■ **DESCRIÇÃO DA TAREFA**
Indique se cada afirmação abaixo está de acordo com o texto sobre as formas estéticas de expressão, respondendo sim ou não e citando literalmente as palavras do texto que decidem a questão. (a) A música, o canto e a dança são tratados no texto como facultativos. (b) Segundo o texto, a cultura da civilização ocidental costuma considerar a dança um apêndice da vida humana. (c) O texto define a atualização como o processo pelo qual nos tornamos o que somos, através da ação.

■ **TRECHO DO TEXTO**

FORÇA, E FORMA ESTÉTICAS DE EXPRESSÃO
Música, Canto, Dança, e Ontologia.
Em Educação, e em Psicologia e Psicoterapia Fenomenológico Existencial.
Afonso H Lisboa da Fonseca, psicólogo.
A música, o canto, a expressividade compreensiva, a expressividade compreensiva-e-motora, corpoativas, a dança, são dimensões ontológicas da natureza não humana, do mundo feito pelo homem, do humano em sua especificidade e propriedade. Não são, definitivamente não são, apendiculares ou facultativos. São indispensáveis ao corpo, indispensáveis à existência, indispensáveis à natureza, indispensáveis ao mundo, indispensáveis à qualidade de vida, e à capacidade para a vivência e expressividade das potências, das possibilidades e possibilitações da ação: para a atualização: atualização que configura o processo pelo qual tornarmo-nos o que somos, através da ação. Processo eminentemente fenomenológico e existencial, estésico, estético. De modo que uma educação, tanto formal quanto informal, ou uma pedagogia, que não contemplem efetivamente a otimização dos carecimentos, das sensibilidades e das capacidades musicais; uma educação, e uma pedagogia, que não contemplem a otimização dos carecimentos, das sensibilidades e capacidades para o canto; uma educação e uma pedagogia que não contemplem a otimização dos carecimentos, das sensibilidades e capacidades para a expressividade compreensiva, e para a expressividade compreensiva e motora, corpoativas, e dos carecimentos, sensibilidades e capacidades para a dança são uma educação e uma pedagogia especificamente deficientes e danosas ao humano. Porque o desenvolvimento humano, o desenvolvimento da capacidade para a atualização, demandam estes carecimentos, sensibilidades e capacidades
A música, o canto, a expressividade, e em especial a dança, são de um modo geral considerados na cultura da civilização ocidental como um apêndice da vida humana. Como um entretenimento, como um lazer, uma diversão... Quando não como algo suspeito, marginal, sujo, e até perigoso, pecaminoso...

■ **INFORMAÇÕES FORNECIDAS**
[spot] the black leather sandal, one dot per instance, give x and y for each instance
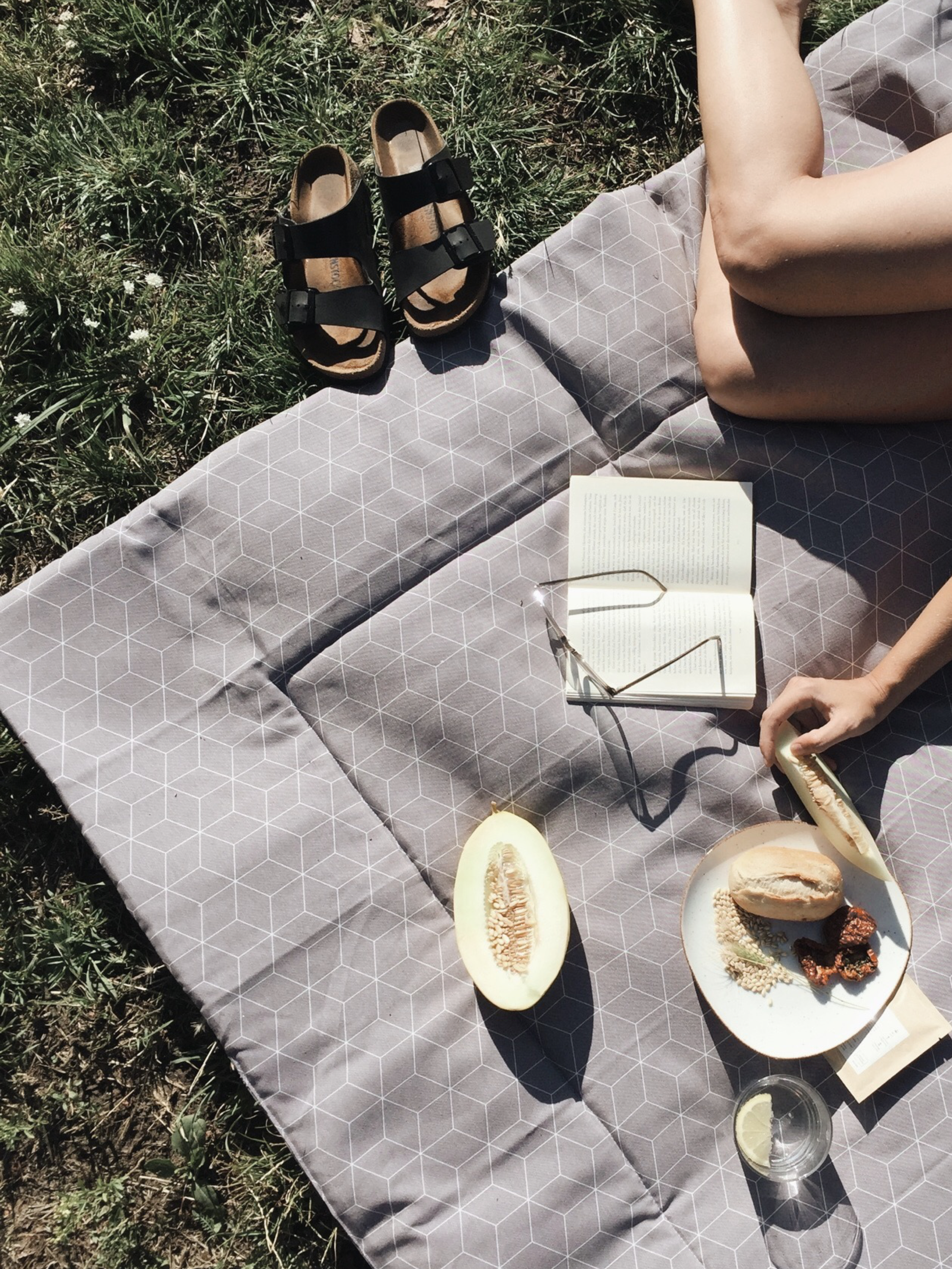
(333, 301)
(439, 252)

■ **RESULTADO DA TAREFA**
(a) Não: "Não são, definitivamente não são, apendiculares ou facultativos."
(b) Sim: "são de um modo geral considerados na cultura da civilização ocidental como um apêndice da vida humana."
(c) Sim: "atualização que configura o processo pelo qual tornarmo-nos o que somos, através da ação."